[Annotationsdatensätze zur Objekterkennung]
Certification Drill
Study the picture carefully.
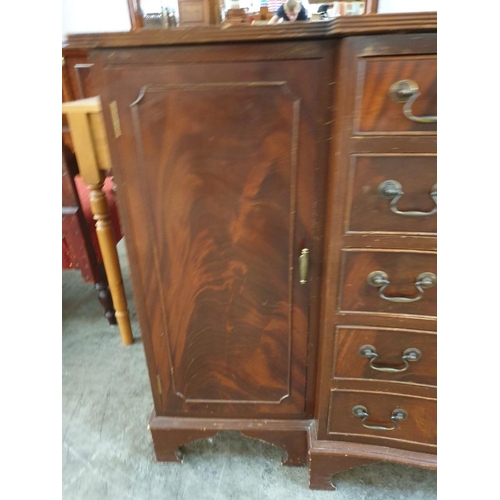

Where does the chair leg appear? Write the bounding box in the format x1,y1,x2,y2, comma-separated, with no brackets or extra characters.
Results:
94,278,116,325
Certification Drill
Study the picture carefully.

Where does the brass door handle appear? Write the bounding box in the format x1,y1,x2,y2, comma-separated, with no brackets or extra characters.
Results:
299,248,309,285
358,345,422,373
377,180,437,217
389,80,437,123
366,271,437,302
352,405,408,431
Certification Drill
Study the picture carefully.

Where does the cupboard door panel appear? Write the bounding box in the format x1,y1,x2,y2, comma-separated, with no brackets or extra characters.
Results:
107,59,322,416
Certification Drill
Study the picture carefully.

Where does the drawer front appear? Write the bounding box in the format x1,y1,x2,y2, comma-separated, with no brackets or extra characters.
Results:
354,55,437,135
340,251,437,316
328,390,437,445
345,155,437,234
333,327,437,386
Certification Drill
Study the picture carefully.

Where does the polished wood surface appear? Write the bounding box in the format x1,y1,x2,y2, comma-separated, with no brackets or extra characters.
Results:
328,390,437,453
68,12,437,47
97,46,332,417
309,28,437,489
332,326,437,386
354,55,437,134
338,249,437,316
345,155,437,235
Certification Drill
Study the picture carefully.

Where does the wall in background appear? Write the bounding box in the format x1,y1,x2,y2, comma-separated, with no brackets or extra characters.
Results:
378,0,437,14
62,0,131,41
62,0,437,41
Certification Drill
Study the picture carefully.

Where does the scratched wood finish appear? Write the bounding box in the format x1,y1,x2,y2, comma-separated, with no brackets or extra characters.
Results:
340,251,437,316
354,56,437,134
332,327,437,386
309,34,437,482
101,52,319,416
345,155,437,234
328,390,437,451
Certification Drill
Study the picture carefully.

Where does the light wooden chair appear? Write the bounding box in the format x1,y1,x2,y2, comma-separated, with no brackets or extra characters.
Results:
62,97,134,345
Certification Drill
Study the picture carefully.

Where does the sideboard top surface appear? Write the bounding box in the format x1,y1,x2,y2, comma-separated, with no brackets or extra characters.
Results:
68,12,437,49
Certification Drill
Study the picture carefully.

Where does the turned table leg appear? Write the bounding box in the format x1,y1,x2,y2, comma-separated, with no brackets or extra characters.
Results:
89,182,134,345
94,277,116,325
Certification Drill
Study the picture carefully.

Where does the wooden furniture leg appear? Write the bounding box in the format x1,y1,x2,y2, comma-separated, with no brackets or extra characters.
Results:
89,182,134,345
149,412,310,466
94,278,116,325
63,97,134,345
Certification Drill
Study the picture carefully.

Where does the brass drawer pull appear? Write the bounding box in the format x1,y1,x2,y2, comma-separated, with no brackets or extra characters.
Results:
378,180,437,217
367,271,437,302
299,248,309,285
358,345,422,373
352,405,408,431
389,80,437,123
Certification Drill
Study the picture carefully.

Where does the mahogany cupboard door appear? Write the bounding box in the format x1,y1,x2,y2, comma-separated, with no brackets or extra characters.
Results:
100,50,328,418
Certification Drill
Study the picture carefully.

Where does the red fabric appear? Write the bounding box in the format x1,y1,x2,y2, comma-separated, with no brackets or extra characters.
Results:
73,175,122,262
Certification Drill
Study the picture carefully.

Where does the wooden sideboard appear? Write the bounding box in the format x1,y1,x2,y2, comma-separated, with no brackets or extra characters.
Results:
69,13,437,489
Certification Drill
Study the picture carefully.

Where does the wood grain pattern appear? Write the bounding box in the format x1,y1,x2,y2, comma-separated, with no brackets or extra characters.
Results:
105,53,317,416
345,155,437,234
354,55,437,135
339,250,437,316
68,12,437,50
332,327,437,386
133,84,298,403
328,390,437,451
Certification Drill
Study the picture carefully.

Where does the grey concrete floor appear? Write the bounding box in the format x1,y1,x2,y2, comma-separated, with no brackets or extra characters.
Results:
62,240,437,500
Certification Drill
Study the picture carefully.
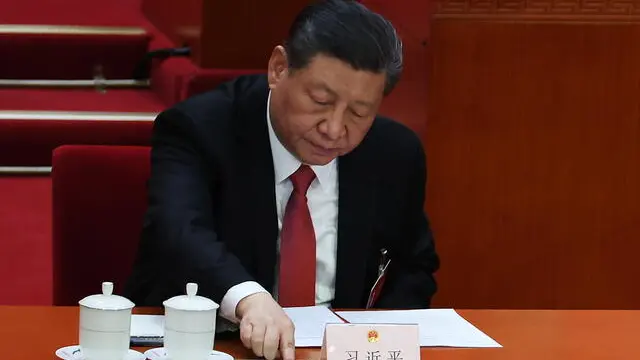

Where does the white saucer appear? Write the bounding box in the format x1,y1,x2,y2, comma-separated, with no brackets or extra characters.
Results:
56,345,145,360
144,348,234,360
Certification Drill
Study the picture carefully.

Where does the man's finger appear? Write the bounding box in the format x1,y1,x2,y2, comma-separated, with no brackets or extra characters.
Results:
240,321,253,349
251,325,267,356
280,323,296,360
263,324,280,360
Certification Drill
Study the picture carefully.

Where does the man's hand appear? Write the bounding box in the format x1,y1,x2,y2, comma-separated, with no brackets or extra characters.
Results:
236,292,295,360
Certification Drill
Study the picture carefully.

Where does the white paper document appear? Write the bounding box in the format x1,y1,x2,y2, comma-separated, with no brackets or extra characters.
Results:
284,306,344,347
131,315,164,337
337,309,502,348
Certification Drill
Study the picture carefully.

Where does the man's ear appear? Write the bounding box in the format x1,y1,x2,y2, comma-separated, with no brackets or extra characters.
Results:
267,45,289,89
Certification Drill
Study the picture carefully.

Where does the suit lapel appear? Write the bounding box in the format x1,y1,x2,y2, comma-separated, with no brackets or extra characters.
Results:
333,145,376,308
236,78,278,290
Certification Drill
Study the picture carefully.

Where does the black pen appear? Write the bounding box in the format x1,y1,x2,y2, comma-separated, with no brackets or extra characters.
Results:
378,248,388,277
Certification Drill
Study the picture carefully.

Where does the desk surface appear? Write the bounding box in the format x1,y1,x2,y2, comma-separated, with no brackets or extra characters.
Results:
0,306,640,360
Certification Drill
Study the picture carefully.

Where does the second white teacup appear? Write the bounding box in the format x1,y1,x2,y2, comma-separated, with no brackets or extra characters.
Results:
78,282,134,360
163,283,219,360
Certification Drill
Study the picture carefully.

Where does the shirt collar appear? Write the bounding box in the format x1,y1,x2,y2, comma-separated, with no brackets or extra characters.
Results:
267,91,337,190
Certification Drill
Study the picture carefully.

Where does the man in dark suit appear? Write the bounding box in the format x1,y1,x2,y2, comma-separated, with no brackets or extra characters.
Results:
126,0,438,360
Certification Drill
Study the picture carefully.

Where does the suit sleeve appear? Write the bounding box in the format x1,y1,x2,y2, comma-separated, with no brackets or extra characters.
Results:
145,109,254,303
375,140,440,309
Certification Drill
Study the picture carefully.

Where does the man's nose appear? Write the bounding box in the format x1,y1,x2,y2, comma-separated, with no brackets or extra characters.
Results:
318,109,346,141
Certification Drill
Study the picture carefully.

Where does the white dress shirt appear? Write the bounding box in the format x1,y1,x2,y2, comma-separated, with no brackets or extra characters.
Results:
220,93,338,323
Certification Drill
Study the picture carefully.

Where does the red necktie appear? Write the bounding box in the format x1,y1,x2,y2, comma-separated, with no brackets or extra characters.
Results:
278,165,316,307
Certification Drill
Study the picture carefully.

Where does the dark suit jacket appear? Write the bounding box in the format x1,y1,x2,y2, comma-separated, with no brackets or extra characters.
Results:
125,75,438,308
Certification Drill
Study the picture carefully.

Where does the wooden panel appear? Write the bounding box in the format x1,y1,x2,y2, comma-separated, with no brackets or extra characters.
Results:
196,0,309,69
142,0,203,52
427,0,640,308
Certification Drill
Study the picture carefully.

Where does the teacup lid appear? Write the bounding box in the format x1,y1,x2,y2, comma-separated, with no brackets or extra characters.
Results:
79,282,135,310
162,283,219,311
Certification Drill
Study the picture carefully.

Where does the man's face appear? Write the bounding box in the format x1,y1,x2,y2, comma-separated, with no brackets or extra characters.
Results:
269,47,386,165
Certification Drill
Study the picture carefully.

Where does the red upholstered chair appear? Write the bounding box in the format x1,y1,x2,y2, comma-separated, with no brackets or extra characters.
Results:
52,145,150,305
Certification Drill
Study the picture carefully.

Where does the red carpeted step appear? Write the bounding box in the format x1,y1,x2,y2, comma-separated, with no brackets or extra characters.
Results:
0,175,52,305
0,88,166,112
0,0,144,26
0,89,165,166
0,25,150,80
0,119,153,166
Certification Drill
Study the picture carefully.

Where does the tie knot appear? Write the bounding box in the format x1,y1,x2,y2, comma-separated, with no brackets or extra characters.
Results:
290,165,316,195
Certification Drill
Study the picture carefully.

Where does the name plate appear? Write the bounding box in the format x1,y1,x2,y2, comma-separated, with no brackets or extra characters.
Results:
320,324,420,360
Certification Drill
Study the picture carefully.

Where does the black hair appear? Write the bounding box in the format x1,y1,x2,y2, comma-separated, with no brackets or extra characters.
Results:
284,0,402,95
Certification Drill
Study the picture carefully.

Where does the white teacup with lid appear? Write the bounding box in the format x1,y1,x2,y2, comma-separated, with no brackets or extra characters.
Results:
79,282,135,360
163,283,219,360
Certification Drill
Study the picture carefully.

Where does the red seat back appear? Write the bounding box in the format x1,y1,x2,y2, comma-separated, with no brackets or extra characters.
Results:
52,145,150,305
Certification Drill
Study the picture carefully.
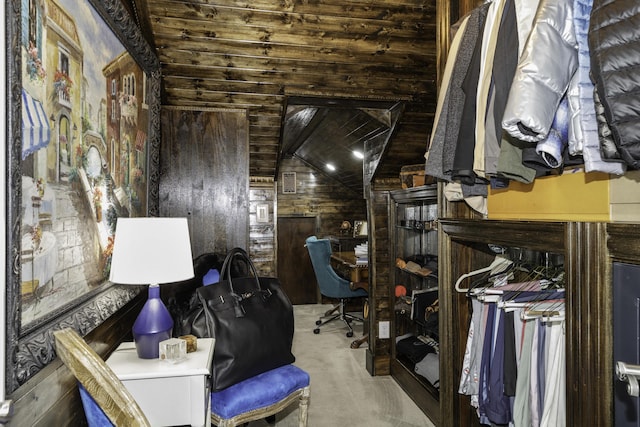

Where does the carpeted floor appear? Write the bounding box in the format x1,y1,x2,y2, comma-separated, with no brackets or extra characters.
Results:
244,304,433,427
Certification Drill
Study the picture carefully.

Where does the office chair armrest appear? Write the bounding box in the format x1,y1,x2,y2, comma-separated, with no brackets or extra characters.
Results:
349,282,369,292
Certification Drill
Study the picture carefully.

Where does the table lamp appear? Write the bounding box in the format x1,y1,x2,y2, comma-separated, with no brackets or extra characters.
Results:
109,217,194,359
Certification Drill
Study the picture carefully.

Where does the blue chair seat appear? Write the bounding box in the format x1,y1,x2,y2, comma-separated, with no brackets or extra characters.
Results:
211,365,309,427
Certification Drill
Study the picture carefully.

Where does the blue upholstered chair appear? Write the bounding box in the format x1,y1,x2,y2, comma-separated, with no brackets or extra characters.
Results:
54,329,310,427
305,236,369,337
211,365,309,427
53,328,150,427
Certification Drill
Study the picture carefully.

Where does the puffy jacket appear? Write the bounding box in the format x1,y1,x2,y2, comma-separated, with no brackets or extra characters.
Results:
569,0,626,175
589,0,640,169
502,0,578,142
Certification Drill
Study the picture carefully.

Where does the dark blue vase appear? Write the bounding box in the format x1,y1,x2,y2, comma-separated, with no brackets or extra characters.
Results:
133,285,173,359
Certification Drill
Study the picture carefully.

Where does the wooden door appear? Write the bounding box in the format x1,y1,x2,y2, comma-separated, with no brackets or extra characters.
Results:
613,262,640,427
278,217,318,304
159,106,249,257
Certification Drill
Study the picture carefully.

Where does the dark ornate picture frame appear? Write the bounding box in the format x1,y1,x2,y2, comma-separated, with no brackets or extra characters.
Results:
5,0,160,393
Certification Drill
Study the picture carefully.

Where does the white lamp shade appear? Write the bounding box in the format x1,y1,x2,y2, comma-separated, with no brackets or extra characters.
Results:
109,217,194,285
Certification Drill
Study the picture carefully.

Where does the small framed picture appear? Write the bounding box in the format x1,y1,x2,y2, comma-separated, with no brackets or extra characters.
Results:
256,203,269,222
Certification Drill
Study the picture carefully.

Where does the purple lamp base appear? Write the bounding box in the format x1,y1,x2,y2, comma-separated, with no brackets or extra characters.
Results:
133,285,173,359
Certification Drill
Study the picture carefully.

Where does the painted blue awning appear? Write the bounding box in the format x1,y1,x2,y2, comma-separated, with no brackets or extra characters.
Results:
22,89,51,160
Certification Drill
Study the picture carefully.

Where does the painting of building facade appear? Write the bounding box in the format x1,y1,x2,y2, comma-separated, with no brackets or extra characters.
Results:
20,0,149,329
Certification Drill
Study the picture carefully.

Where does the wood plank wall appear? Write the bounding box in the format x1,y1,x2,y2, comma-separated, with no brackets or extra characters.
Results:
366,179,400,375
278,159,367,237
143,0,437,178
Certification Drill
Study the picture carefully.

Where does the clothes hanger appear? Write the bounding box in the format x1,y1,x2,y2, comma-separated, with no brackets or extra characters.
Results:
455,254,513,293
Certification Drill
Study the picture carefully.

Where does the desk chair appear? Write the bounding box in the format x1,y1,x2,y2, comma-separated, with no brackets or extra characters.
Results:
53,328,150,427
305,236,369,337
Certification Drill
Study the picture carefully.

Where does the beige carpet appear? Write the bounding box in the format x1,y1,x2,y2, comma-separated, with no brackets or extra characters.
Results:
244,305,433,427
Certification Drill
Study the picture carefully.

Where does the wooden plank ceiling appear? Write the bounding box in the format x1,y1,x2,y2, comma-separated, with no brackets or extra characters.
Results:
125,0,436,186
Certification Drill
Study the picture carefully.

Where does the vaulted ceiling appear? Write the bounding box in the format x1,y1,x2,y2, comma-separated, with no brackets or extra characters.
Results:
126,0,437,189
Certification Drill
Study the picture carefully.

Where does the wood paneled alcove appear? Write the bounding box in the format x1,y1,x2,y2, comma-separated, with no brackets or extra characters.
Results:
11,0,640,426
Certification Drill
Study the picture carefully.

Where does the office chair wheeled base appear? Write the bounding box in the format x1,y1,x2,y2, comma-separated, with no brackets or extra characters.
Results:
313,300,364,338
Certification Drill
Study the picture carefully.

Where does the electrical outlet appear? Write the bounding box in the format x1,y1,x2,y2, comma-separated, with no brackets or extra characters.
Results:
378,320,390,339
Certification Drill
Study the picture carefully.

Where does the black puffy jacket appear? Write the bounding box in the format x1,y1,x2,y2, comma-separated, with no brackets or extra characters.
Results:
589,0,640,169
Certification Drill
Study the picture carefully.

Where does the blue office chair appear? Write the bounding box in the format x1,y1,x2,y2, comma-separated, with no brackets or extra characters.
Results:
305,236,369,337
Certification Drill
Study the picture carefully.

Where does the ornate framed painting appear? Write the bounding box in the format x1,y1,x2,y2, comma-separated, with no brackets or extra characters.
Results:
5,0,160,392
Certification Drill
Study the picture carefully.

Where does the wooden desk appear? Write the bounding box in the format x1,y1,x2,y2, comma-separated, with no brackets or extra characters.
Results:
331,251,369,282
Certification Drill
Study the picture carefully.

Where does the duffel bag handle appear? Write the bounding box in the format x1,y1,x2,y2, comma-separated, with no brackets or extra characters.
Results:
220,247,262,317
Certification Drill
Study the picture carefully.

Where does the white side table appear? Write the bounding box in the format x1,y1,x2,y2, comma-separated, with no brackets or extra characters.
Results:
107,338,215,427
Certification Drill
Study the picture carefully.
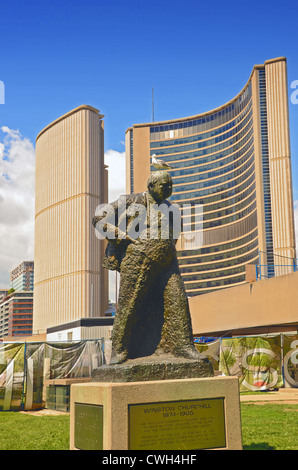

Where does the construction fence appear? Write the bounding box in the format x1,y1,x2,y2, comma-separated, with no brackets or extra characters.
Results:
195,334,298,392
0,339,105,411
0,334,298,411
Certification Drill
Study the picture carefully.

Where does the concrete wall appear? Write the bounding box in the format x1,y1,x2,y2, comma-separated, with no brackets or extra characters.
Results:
189,272,298,335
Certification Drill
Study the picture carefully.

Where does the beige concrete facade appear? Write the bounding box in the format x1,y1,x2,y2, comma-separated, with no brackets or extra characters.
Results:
189,272,298,336
126,57,296,296
70,377,242,451
33,105,108,334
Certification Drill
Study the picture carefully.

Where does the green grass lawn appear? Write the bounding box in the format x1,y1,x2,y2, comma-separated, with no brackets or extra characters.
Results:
241,403,298,450
0,403,298,450
0,411,69,450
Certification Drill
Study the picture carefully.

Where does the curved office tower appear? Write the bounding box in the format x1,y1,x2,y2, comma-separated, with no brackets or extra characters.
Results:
33,105,108,334
126,58,295,296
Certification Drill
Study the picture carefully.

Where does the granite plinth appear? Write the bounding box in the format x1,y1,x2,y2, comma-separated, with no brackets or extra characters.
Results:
92,354,214,382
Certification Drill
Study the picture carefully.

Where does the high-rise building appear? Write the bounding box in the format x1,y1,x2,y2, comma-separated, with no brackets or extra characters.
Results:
33,105,108,334
10,261,34,291
126,57,296,296
0,291,33,340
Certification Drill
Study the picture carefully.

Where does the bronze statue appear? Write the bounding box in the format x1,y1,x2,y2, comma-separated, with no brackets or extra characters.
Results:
92,171,207,364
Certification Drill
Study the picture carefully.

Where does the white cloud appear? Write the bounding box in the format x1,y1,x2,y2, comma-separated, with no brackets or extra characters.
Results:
0,134,126,297
0,126,35,288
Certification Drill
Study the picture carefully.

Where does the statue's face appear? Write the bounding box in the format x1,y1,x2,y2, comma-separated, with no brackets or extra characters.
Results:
148,175,173,203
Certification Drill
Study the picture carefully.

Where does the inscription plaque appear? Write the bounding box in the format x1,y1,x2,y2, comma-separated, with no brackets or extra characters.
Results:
128,397,226,450
74,403,103,450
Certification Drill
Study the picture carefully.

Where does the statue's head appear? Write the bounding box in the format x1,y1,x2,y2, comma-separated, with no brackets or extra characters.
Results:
147,170,173,203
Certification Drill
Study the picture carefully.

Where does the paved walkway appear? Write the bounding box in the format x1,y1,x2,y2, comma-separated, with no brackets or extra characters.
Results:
240,388,298,404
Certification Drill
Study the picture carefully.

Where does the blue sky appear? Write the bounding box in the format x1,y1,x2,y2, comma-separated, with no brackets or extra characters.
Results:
0,0,298,287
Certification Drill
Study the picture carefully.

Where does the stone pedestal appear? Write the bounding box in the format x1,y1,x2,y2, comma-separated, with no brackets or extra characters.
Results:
70,376,242,451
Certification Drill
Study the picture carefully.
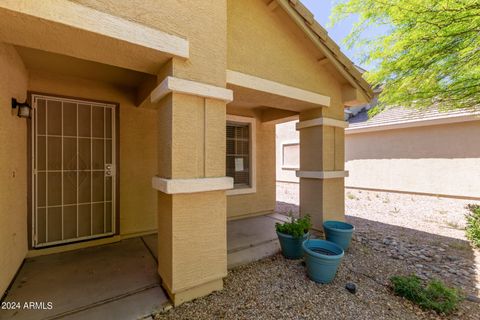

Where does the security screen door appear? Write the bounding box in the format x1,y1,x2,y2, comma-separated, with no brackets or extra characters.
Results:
31,94,116,247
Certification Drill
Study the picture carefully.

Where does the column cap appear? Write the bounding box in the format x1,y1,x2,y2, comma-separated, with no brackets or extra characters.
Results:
152,176,233,194
295,118,348,130
295,170,348,179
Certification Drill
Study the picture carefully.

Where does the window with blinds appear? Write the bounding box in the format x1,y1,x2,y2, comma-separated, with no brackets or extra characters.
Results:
227,121,251,188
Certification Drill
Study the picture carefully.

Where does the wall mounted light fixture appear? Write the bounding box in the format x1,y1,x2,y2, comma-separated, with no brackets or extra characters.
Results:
12,98,32,118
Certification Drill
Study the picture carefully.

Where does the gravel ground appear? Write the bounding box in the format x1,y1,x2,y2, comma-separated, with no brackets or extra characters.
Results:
277,184,480,240
157,190,480,320
156,240,480,320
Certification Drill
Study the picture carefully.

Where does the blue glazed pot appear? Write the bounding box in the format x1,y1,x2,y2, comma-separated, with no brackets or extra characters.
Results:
302,239,344,283
323,221,355,250
277,231,309,259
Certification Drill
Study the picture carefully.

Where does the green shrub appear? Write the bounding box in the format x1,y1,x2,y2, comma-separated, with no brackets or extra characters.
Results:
275,213,312,238
390,275,461,314
466,204,480,248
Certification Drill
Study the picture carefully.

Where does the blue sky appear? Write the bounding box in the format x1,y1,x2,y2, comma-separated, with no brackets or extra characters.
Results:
301,0,388,70
302,0,359,64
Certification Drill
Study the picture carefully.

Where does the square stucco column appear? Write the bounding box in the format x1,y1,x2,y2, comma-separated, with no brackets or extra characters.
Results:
297,112,348,231
152,89,233,305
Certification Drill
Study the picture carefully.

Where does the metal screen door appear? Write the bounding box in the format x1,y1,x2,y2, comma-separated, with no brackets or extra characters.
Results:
31,94,116,247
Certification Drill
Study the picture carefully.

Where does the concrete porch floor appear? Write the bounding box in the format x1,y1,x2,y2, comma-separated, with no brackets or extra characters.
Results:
0,214,285,320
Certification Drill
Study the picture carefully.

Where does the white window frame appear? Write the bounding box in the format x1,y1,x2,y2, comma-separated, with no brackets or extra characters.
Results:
225,114,257,196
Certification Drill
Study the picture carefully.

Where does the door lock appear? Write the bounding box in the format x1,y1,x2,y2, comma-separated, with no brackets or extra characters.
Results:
105,163,113,177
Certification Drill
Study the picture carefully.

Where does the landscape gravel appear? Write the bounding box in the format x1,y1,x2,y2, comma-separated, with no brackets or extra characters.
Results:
155,190,480,320
155,239,480,320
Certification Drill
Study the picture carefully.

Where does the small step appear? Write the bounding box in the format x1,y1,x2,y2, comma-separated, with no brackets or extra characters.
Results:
227,239,280,269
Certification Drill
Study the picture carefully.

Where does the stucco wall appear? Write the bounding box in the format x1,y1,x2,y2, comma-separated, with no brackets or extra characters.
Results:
227,107,275,218
0,42,28,296
227,0,341,104
345,120,480,197
28,71,157,235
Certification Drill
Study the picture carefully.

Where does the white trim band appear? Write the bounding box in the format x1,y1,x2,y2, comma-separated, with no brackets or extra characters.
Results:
295,170,348,179
227,70,330,107
150,76,233,103
0,0,189,59
345,112,480,134
152,176,233,194
295,118,348,130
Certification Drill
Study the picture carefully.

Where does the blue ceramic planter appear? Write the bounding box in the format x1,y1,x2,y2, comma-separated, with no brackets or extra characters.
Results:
277,231,309,259
323,221,355,250
302,239,344,283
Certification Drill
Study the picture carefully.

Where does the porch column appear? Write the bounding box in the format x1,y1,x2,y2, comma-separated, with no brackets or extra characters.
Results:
297,106,348,231
151,77,233,305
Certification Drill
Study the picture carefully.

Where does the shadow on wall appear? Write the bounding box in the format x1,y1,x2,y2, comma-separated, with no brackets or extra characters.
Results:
345,121,480,162
277,202,480,299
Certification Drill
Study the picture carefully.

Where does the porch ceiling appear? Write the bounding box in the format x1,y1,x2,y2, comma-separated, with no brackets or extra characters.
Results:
15,46,156,88
0,0,189,74
227,84,319,112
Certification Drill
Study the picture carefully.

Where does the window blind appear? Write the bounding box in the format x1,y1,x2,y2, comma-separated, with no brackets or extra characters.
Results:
226,122,250,188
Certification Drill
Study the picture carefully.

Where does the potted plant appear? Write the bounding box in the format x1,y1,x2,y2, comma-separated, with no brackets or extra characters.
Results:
302,239,344,283
323,220,355,250
275,213,312,259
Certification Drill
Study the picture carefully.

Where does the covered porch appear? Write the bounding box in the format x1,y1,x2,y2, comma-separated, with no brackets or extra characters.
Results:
0,214,285,320
0,0,368,314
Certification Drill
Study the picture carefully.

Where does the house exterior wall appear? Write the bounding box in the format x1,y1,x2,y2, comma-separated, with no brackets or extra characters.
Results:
276,120,480,202
0,42,28,296
227,107,275,219
345,120,480,198
28,71,157,235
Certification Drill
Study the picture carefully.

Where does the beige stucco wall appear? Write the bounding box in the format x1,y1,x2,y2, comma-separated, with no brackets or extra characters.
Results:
28,71,157,235
227,107,275,218
345,120,480,198
0,42,28,296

▸ **Aufgabe**:
Finde in den Datensätzen oben jede Zeile, die die Zeichenfolge „painting“ enthält, und gib diese Zeilen vollständig wieder.

▸ **Antwort zur Aufgabe**:
Where does the painting of building facade appear? Write the bounding box in the format x1,y1,x2,y2, comma-separated, with no brackets or extra characters.
Where does the ornate framed painting appear? Write the bounding box in the format x1,y1,x2,y2, comma-separated, with no brackets or extra characters.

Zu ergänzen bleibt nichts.